Extract the text of each entry below exactly, leaving every image behind.

-- Input material start --

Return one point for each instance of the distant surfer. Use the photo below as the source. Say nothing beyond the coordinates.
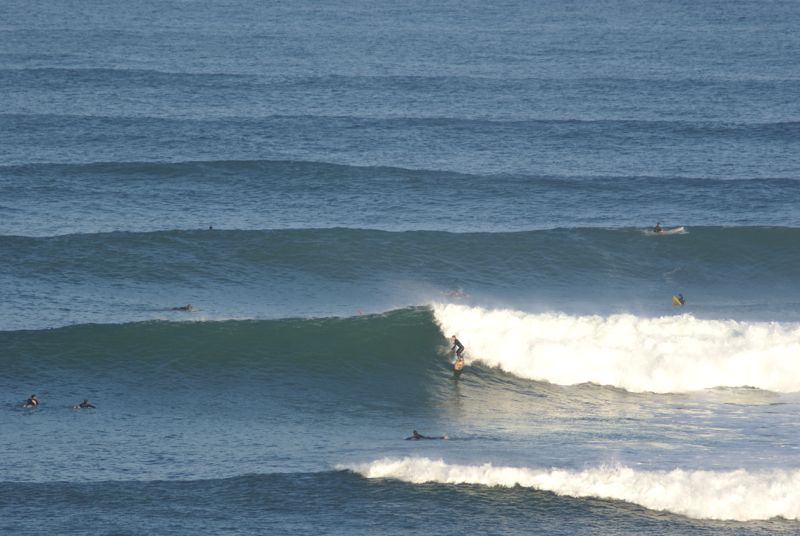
(416, 436)
(85, 405)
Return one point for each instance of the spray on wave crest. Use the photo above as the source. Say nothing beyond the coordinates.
(733, 495)
(667, 354)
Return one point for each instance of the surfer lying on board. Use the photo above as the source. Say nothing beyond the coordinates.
(416, 436)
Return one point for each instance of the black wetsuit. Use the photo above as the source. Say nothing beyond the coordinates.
(457, 344)
(417, 436)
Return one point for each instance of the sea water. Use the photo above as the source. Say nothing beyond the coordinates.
(337, 189)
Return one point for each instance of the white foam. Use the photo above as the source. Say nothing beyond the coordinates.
(668, 354)
(733, 495)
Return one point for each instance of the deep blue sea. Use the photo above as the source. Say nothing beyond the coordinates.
(339, 187)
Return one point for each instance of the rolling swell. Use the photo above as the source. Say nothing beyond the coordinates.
(50, 198)
(710, 256)
(302, 502)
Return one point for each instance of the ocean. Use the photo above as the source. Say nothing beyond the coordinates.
(337, 189)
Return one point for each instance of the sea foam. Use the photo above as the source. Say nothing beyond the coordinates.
(667, 354)
(732, 495)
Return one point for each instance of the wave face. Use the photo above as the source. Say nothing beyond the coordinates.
(731, 495)
(739, 273)
(663, 354)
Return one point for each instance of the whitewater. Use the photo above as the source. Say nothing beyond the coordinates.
(725, 495)
(664, 354)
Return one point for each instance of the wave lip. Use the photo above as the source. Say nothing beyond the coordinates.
(738, 495)
(663, 355)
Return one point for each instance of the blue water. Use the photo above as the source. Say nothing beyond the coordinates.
(339, 188)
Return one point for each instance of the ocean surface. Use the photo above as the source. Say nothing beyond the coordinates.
(339, 187)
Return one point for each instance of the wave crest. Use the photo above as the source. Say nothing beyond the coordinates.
(731, 495)
(666, 354)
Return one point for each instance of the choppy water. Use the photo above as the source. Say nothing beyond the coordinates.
(339, 188)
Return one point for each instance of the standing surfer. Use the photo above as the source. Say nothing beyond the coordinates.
(457, 346)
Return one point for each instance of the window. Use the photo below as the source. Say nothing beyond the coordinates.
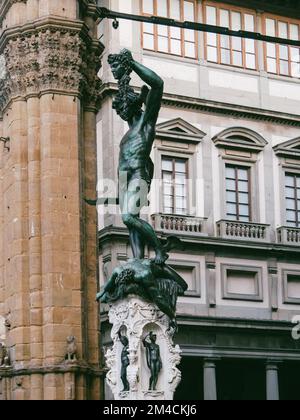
(291, 286)
(177, 41)
(174, 176)
(228, 50)
(237, 193)
(282, 59)
(292, 196)
(241, 282)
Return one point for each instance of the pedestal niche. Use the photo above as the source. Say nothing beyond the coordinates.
(140, 322)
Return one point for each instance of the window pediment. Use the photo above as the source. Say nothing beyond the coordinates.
(290, 149)
(179, 130)
(240, 138)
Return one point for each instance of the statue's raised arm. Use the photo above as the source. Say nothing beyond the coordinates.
(154, 97)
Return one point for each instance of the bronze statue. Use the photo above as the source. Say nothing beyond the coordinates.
(135, 165)
(154, 362)
(124, 361)
(156, 283)
(153, 280)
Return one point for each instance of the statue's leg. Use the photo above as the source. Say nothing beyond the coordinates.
(137, 244)
(145, 231)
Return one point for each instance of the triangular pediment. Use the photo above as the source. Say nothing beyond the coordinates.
(179, 130)
(290, 148)
(240, 138)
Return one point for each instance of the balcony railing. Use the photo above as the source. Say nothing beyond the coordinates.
(177, 224)
(243, 231)
(288, 235)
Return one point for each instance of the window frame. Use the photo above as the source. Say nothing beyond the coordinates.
(259, 287)
(243, 11)
(182, 37)
(285, 273)
(236, 167)
(278, 19)
(174, 158)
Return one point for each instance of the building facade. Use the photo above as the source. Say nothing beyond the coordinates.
(50, 56)
(227, 182)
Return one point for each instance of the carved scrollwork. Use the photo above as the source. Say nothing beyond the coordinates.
(53, 58)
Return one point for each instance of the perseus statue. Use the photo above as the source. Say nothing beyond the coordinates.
(136, 168)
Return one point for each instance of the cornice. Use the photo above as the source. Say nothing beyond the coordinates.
(214, 107)
(81, 368)
(5, 5)
(112, 233)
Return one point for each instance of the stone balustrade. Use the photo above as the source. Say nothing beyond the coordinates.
(288, 235)
(174, 223)
(243, 231)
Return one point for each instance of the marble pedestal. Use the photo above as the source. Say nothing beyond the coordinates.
(136, 318)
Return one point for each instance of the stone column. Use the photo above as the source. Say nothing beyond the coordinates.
(272, 381)
(210, 382)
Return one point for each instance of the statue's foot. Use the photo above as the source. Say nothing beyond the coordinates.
(173, 326)
(161, 257)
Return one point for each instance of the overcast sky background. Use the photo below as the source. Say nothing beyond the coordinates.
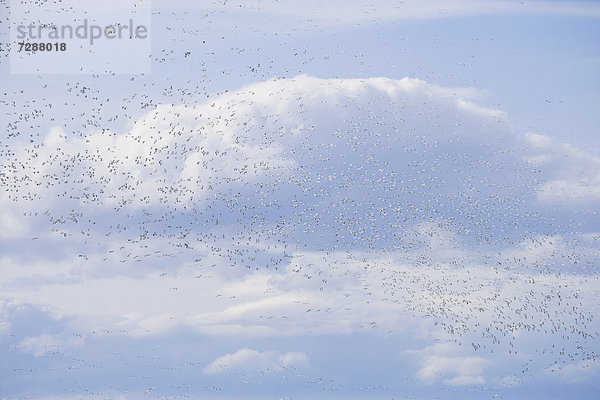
(335, 199)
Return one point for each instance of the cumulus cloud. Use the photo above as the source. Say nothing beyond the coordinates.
(571, 174)
(247, 360)
(306, 206)
(440, 361)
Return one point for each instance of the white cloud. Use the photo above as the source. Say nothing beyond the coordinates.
(571, 175)
(440, 362)
(247, 360)
(581, 371)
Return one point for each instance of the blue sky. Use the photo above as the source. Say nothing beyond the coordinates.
(309, 200)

-- Input material end --

◆ **Solved problem**:
Return one point for each instance of the distant surfer. Use the photo below as the source. Say nothing beyond the coordinates.
(416, 436)
(85, 405)
Return one point for each instance of the spray on wave crest. Use the photo above as the source. Say nothing beyond the coordinates.
(733, 495)
(667, 354)
Return one point for each instance of the surfer lying on board. Use the photo above as the source. Say nothing beyond the coordinates.
(416, 436)
Return one point for each instance of the black wetsuit. Use the photo above as the source. Say nothing beyond the coordinates.
(457, 344)
(417, 436)
Return one point for each instance of the sea water. Use the photo above as the source. Say nothing beyond the coordinates.
(337, 189)
Return one point for each instance of the white foam. Use the photo above as the source. Say nothing beyond the coordinates.
(668, 354)
(733, 495)
Return one point for each instance of the deep blue sea. Use the photo above as the source. Say nothing beyond the coordinates.
(339, 187)
Return one point for each instance of the rolling swell. Use the photo above as the source. Say nothing beyond the coordinates.
(50, 198)
(710, 256)
(302, 502)
Return one point for each instance of the ocean. Use the photo above as the source. Say nothing beyond the coordinates.
(337, 189)
Return one point for each instance of the sea foam. Use the photo above as the source. Say nothing beyond the coordinates.
(667, 354)
(732, 495)
Return one point for each instance of the wave face. Use the photo above as the source. Say nothing beyond the coordinates.
(731, 495)
(739, 273)
(663, 354)
Return one point for each instance of the whitewater. Use the photo above as the source. Say nothing beyond the coordinates.
(725, 495)
(664, 354)
Return one point for each instance of the wave lip. Use the photo above as the source. Say nothing beyond the coordinates.
(738, 495)
(663, 355)
Return one point for each instance of the blue water. Use the photo above as the source. Say nothing beyond the coordinates.
(339, 188)
Return one point for each instance of the ocean surface. Use the photo above as the source. Say nothing beyond the coordinates.
(339, 187)
Return one point for each instance of the wave crest. Use the photo above as the source. Say nothing beyond the coordinates.
(731, 495)
(666, 354)
Return one point for each instance of the choppy water. Use the photo above as the source. Say nothing beyond the coordinates.
(339, 188)
Return one point for each instance of the standing surfer. Use the photo above as the source. Say nothing beyond the coordinates.
(457, 346)
Return one point for each instance of the window. Use the photo below as the source. Say nothing beyond the coordinates.
(291, 286)
(177, 41)
(174, 176)
(228, 50)
(237, 193)
(282, 59)
(292, 196)
(241, 282)
Return one point for each instance of the pedestal niche. Use the photo above as the source. Say nothing beyond the coordinates.
(140, 322)
Return one point for each instance of the window pediment. Use the photo above as the source. Say nothing beyond the coordinates.
(290, 149)
(179, 130)
(240, 138)
Return one point for each instance of the statue's raised arm. Use the photo above as the source. Say nothing beyond the coordinates.
(154, 97)
Return one point for each instance of the bronze statue. Use the photo above as the source. Say nothing beyond the coordinates.
(135, 165)
(154, 362)
(124, 361)
(156, 283)
(153, 280)
Return one point for each instance of the statue's leg. Use the photo above as the source. Say nothing beyond the coordinates.
(137, 244)
(145, 231)
Return one point for each instance of the triangular pediment. Use the photo above as the source. Say nothing beyond the coordinates.
(179, 130)
(290, 148)
(240, 138)
Return one point for each instance of the balcony railing. Use the photo above as the source. Say nothing beyond the coordinates.
(177, 224)
(243, 231)
(288, 235)
Return one point for each instance of the window frame. Use the photo above as the source. Say nothing beyond the coordinates.
(259, 287)
(243, 11)
(182, 37)
(285, 273)
(236, 167)
(278, 19)
(174, 158)
Return one point for each instance of the building facade. Use the photo above as the source. Say nothing beyond the coordinates.
(50, 56)
(227, 182)
Return one point for each instance of the carved scrollwork. Use the photo above as the source. Say nothing beyond the coordinates.
(53, 58)
Return one point for each instance of the perseus statue. Use the photo above as the source. Say nothing beyond the coordinates.
(136, 168)
Return one point for each instance of the cornice. Use the photo above as the source. Say nothing beyond the coordinates.
(214, 107)
(81, 368)
(5, 5)
(112, 233)
Return one point for each instance of the stone balustrade. Use the photo above as the source. Say nothing beyond the coordinates.
(288, 235)
(174, 223)
(243, 231)
Return one point for each instance of the marble pedestal. Use the photo above as the source. Say nothing beyond the coordinates.
(136, 318)
Return one point for each instance of the stone column. Use the photo above as the source. Say nothing beyond the coordinates.
(272, 381)
(210, 382)
Return one point for each instance of the statue's foot. Use the photo above as the source. Say nothing beyond the coordinates.
(173, 326)
(161, 257)
Return one point for each instance of the overcast sky background. Use the photo below as the source. Say nothing beyond the coordinates.
(335, 199)
Return one point for each instance of the cumulus cloud. Use the photo above as the source. Say nothing beyond the coordinates.
(571, 174)
(247, 360)
(306, 206)
(440, 361)
Return one point for each instance of the white cloud. Use the photo above as the source. Say nothing beyond the coordinates.
(571, 175)
(440, 362)
(247, 360)
(581, 371)
Return one point for each instance of the blue sky. Use the photo above as the source. Say nothing beyond the coordinates.
(309, 200)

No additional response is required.